* [WORK INSTRUCTION A]
Answer these questions using the article below on a Belgian prisoner's euthanasia request, one answer per line, marked the same way:
(i) How long has Van Den Bleeken been locked up?
(ii) Since what year has Belgium allowed euthanasia?
(iii) Which newspaper quoted the victim's sisters?
* [WORK INSTRUCTION B]
Reproduce word for word the stretch of the euthanasia article below that begins with the words containing "Van Den Bleeken, who" and ends with "lawyer said Tuesday.".

* [PROVIDED PASSAGE]
=====

Even in Belgium, which has one of the broadest euthanasia laws in the world, the decision is raising eyebrows, with some saying it's proof of a failing justice and health system.

Belgium's justice minister approved Frank Van Den Bleeken's transfer to a hospital for euthanasia late Monday after doctors agreed his mental condition was incurable, making him the first detainee in Belgium to be put to death for psychiatric reasons.

Van Den Bleeken, who was found guilty of murder and rape in several cases, has been locked up for almost 30 years. He wishes to die because he has no viable treatment options left and cannot control his sexual urges, his lawyer said Tuesday.

"He has clearly said that he didn't want to leave prison because he didn't want to risk creating further victims," Jos Vander Velpen said. Seeing himself as a danger to society, he can "no longer live like that," the lawyer added.

He declined to elaborate on his client's psychiatric condition or to discuss when the medically-assisted suicide would take place, citing his client's right to privacy.

The sisters of one of Van Den Bleeken's victims, a woman he raped and killed while being temporarily out of prison in 1989, seemed appalled by the decision.

"Let him rot in his cell," the sisters, referred to as only Annie and Liliane, were quoted by Dutch daily Algemeen Dagblad as saying.

"All those commissions, doctors and experts concerned about the well-being of the murderer of our sister. Nobody has ever shown us that much attention," they said.

Belgium has allowed euthanasia since 2002 for the terminally ill, but the vast majority of cases involve physical illnesses.

Carine Brochier, a project manager with the Brussels-based European Institute of Bioethics, said Van Den Bleeken should not be allowed to die but receive proper treatment as would be the case in all other countries.

=====

* [DATASET CONTENT]
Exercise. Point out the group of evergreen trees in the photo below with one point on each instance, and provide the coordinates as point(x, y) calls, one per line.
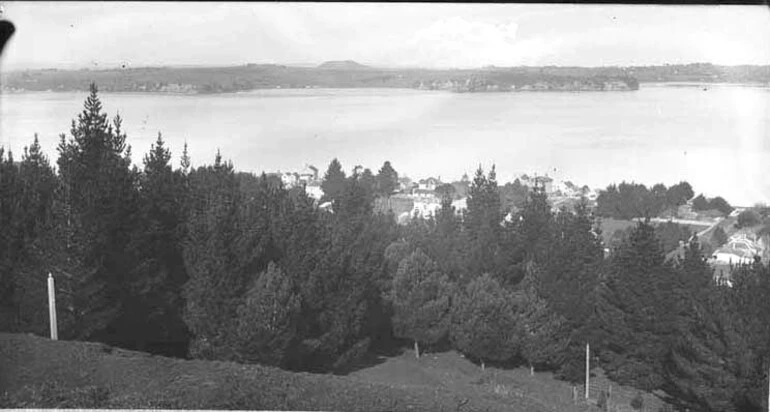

=====

* [ANSWER A]
(i) Almost 30 years
(ii) 2002
(iii) The Dutch daily Algemeen Dagblad

* [ANSWER B]
Van Den Bleeken, who was found guilty of murder and rape in several cases, has been locked up for almost 30 years. He wishes to die because he has no viable treatment options left and cannot control his sexual urges, his lawyer said Tuesday.